- Set exercise: Reproduce the stretch of the listing from the line containing "Highlight shadow on sidewalk in this picture." through the end of the listing, replacing "chimney" with "smokestack" and leaving everything else unchanged. Give only those lines.

— Begin —

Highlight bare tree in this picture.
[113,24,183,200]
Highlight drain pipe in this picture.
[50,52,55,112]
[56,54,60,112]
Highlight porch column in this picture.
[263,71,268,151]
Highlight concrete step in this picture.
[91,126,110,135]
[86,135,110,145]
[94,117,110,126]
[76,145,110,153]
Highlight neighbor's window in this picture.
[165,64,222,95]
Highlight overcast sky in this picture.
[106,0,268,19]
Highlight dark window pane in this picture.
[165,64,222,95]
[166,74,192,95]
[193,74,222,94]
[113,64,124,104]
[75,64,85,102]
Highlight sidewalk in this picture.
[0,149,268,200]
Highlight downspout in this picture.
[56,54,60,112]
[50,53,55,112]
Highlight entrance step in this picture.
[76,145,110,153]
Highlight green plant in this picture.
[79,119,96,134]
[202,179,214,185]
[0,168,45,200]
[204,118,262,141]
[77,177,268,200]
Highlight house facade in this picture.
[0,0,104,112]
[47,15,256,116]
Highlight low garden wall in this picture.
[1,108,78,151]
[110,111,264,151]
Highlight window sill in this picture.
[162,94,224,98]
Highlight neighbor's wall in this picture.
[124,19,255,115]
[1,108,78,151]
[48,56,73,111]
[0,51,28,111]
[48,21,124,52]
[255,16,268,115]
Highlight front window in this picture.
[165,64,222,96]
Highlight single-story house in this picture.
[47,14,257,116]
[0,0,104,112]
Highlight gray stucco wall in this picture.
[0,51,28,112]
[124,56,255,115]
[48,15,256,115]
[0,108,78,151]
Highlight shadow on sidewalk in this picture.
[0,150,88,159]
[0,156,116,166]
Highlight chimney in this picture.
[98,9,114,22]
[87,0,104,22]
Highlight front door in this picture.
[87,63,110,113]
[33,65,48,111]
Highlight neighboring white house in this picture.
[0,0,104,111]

— End —

- Output for this task:
Highlight shadow on sidewalk in this picture.
[0,150,88,159]
[0,156,116,166]
Highlight smokestack in this picture.
[98,9,114,22]
[87,0,104,22]
Highlight front door in this picture.
[87,63,110,113]
[33,65,48,111]
Highlight neighboring white house in this picture.
[0,0,104,111]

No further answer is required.